● Prompt:
Repeat the whole listing below with nothing added or dropped.

● Study material:
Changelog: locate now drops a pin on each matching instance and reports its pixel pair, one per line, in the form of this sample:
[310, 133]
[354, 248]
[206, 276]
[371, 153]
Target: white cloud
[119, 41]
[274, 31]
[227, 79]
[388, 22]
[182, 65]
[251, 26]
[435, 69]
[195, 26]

● Solution to the problem:
Changelog: locate now drops a pin on each matching instance and reports its pixel pair, one per line, in the form of this sample:
[310, 133]
[354, 248]
[206, 276]
[371, 153]
Target: white cloud
[119, 41]
[274, 31]
[227, 79]
[388, 22]
[182, 65]
[251, 26]
[435, 69]
[195, 26]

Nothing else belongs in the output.